**GIVEN EXERCISE:** Show each line from the entries below that contains the word "hand", copied in full.

**Data records:**
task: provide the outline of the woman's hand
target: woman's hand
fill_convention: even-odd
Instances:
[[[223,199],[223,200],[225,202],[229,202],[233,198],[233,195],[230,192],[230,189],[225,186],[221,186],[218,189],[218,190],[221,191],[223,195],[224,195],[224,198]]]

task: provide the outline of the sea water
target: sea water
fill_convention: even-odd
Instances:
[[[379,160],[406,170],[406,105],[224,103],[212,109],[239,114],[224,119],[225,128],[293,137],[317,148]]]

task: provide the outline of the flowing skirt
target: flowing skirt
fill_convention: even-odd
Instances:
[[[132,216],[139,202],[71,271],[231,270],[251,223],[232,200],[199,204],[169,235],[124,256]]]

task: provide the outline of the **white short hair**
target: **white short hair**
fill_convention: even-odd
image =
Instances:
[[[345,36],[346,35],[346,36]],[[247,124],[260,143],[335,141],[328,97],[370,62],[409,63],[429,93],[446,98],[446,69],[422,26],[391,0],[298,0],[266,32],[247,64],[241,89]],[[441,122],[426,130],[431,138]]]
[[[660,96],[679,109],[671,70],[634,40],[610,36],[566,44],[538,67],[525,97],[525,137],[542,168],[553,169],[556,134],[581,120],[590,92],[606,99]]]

--

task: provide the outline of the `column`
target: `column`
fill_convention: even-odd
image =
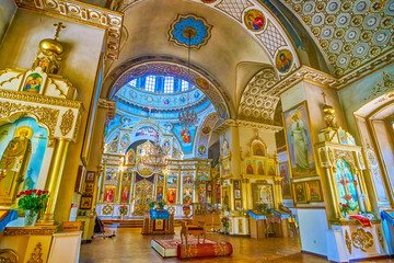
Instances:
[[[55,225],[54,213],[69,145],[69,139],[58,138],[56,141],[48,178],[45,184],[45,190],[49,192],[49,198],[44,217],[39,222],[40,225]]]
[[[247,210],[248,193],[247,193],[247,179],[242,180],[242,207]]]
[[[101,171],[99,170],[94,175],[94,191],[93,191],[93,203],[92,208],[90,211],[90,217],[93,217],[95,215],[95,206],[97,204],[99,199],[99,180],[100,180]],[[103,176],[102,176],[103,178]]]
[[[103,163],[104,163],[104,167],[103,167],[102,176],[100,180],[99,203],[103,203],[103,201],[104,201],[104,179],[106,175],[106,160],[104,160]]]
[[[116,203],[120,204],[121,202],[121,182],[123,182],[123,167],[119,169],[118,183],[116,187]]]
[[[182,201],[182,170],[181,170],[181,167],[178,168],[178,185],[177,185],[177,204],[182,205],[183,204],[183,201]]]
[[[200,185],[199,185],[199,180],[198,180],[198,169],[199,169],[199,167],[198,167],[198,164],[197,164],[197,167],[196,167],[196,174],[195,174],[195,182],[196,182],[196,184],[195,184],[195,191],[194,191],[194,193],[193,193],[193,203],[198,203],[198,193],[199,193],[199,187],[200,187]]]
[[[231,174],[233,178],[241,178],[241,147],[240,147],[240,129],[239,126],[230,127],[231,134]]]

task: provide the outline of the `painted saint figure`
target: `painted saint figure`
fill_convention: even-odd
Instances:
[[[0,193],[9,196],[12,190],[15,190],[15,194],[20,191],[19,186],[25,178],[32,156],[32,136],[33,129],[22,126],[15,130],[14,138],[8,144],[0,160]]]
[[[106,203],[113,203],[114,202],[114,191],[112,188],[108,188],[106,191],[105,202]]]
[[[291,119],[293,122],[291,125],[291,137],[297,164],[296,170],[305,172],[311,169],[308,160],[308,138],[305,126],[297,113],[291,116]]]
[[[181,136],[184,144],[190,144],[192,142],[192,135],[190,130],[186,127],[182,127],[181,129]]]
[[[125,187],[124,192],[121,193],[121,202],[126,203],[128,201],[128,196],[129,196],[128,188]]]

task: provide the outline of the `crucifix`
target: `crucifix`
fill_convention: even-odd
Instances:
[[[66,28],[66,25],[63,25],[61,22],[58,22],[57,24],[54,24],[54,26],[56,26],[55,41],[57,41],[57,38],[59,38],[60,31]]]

**RIGHT ANSWER:**
task: provide the outline of the woman's hand
target: woman's hand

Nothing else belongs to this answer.